#### Text section
:::
# Anubias plant ??'s



## garstrom (Jan 5, 2014)

My anubias plant has some issue's , 
Fertilized with tabs
once a month with iron
med light
growing on a rock

has brown around the edges of leafs

What to do???


----------



## oldpunk (Dec 9, 2012)

Pics?


----------



## rick dale (Feb 26, 2014)

I ended up taking mine out. Seems like they always had problems .


----------



## Marshall (Jul 8, 2013)

Brown algea is common on anubias due to their slow growth, they really need to be in a shaded area to not have algea problems, 

as for the fertiliser tabs, they wont do anything much for anubias as they are not root feeders, you would need a liquid fertiliser for it, but you don't really need it in a low tech set up


----------



## majerah1 (Oct 29, 2010)

Marshall said:


> Brown algea is common on anubias due to their slow growth, they really need to be in a shaded area to not have algea problems,
> 
> as for the fertiliser tabs, they wont do anything much for anubias as they are not root feeders, you would need a liquid fertiliser for it, but you don't really need it in a low tech set up



Agree with all of this. Mine I keep under driftwood or other plants, in a shaded area.


----------



## garstrom (Jan 5, 2014)

Thanks, I,ve been trying for a higher light system, and moved some plants around, the annubias had yellow leaves so I gave it a shot of iron and moved it higher towards the light, obviously that was the wrong thing to do, I'll relocate it under the driftwood. I was trying to download a pic but was not able to get it out of my gallery to a new thread.
Thanks again for your help.


----------



## Marshall (Jul 8, 2013)

This one?



Brown algae, mine all have the same unfortunately


----------



## garstrom (Jan 5, 2014)

That's the one!!!! Can you cure the Brown Algae?


----------
:::
#### Material provided

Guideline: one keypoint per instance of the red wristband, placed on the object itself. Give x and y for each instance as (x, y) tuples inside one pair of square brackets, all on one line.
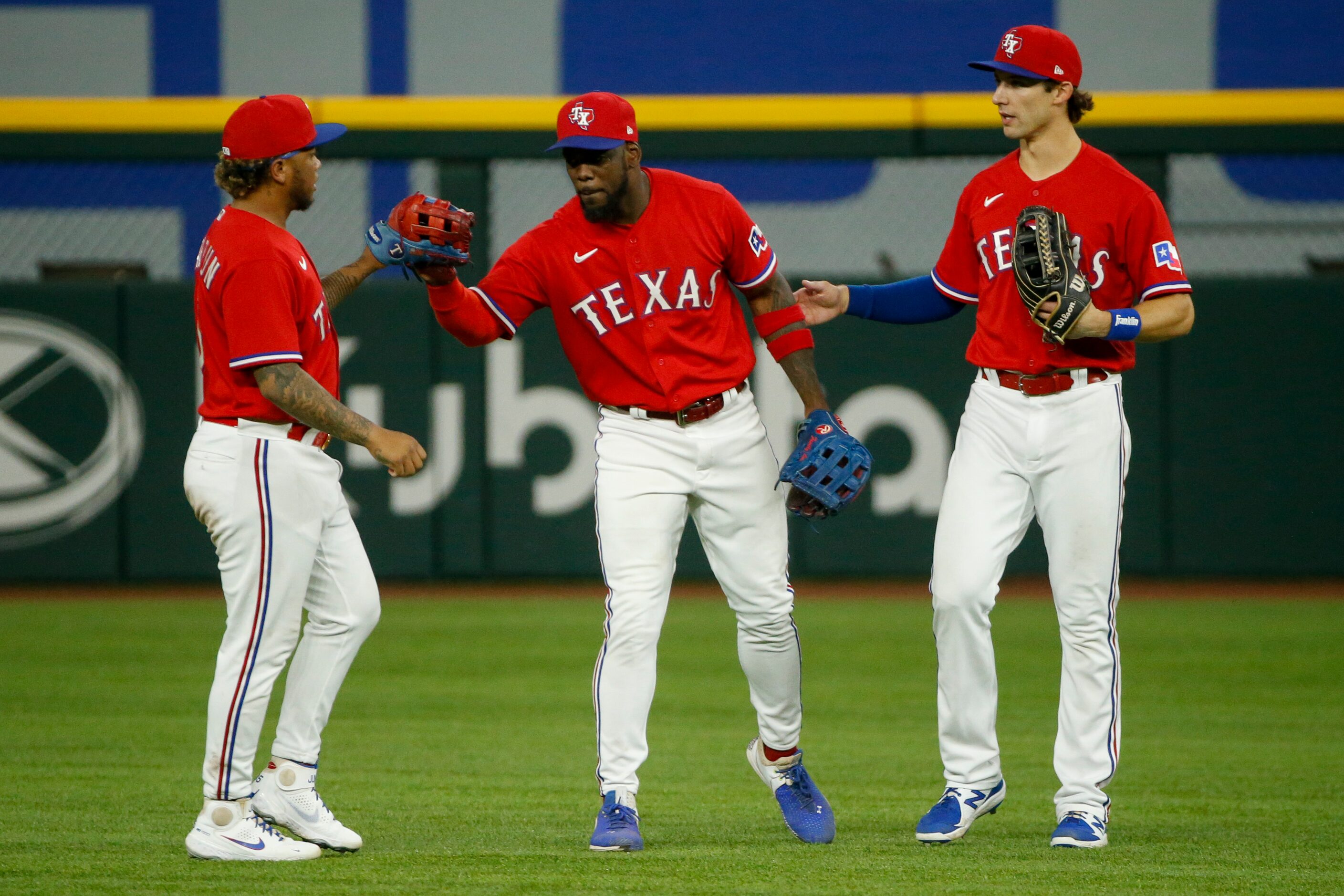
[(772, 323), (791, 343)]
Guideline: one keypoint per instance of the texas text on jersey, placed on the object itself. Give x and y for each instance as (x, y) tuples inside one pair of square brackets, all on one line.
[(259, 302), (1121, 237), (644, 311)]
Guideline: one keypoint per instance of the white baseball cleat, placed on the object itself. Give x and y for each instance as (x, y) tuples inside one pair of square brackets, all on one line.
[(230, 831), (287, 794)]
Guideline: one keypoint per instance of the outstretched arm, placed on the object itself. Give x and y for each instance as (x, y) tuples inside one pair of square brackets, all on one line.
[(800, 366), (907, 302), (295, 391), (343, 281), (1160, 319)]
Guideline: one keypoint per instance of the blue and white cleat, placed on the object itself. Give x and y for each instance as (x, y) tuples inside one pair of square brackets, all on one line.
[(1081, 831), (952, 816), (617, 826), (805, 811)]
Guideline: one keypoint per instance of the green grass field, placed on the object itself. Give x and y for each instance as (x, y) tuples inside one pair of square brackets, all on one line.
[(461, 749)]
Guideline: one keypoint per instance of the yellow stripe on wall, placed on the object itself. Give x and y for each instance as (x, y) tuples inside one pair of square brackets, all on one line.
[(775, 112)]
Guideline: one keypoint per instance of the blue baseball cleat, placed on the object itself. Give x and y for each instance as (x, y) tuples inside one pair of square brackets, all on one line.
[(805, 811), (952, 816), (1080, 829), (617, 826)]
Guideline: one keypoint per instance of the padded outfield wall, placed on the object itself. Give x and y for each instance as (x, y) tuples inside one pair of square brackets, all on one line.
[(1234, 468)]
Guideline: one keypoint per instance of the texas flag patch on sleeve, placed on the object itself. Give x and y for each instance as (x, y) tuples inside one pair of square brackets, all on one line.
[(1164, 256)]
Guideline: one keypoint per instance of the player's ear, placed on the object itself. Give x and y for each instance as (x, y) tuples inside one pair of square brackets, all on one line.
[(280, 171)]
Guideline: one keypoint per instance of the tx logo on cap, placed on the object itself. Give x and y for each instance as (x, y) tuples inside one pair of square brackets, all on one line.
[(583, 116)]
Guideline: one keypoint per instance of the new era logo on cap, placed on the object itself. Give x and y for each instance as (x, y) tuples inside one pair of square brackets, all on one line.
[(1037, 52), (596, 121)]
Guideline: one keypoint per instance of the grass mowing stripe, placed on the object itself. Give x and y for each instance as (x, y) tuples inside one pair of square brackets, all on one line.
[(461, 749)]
:::
#### What this exercise asks
1: Answer these from the anubias forum thread:
(a) What is garstrom's anubias growing on, according to the first post?
(b) What kind of fertiliser does Marshall say anubias would need instead of tabs?
(c) Where does majerah1 keep their anubias?
2: List every distinct username that posts in the anubias forum thread.

#### Solutions below
1:
(a) A rock.
(b) A liquid fertiliser.
(c) Under driftwood or other plants, in a shaded area.

2:
garstrom
oldpunk
rick dale
Marshall
majerah1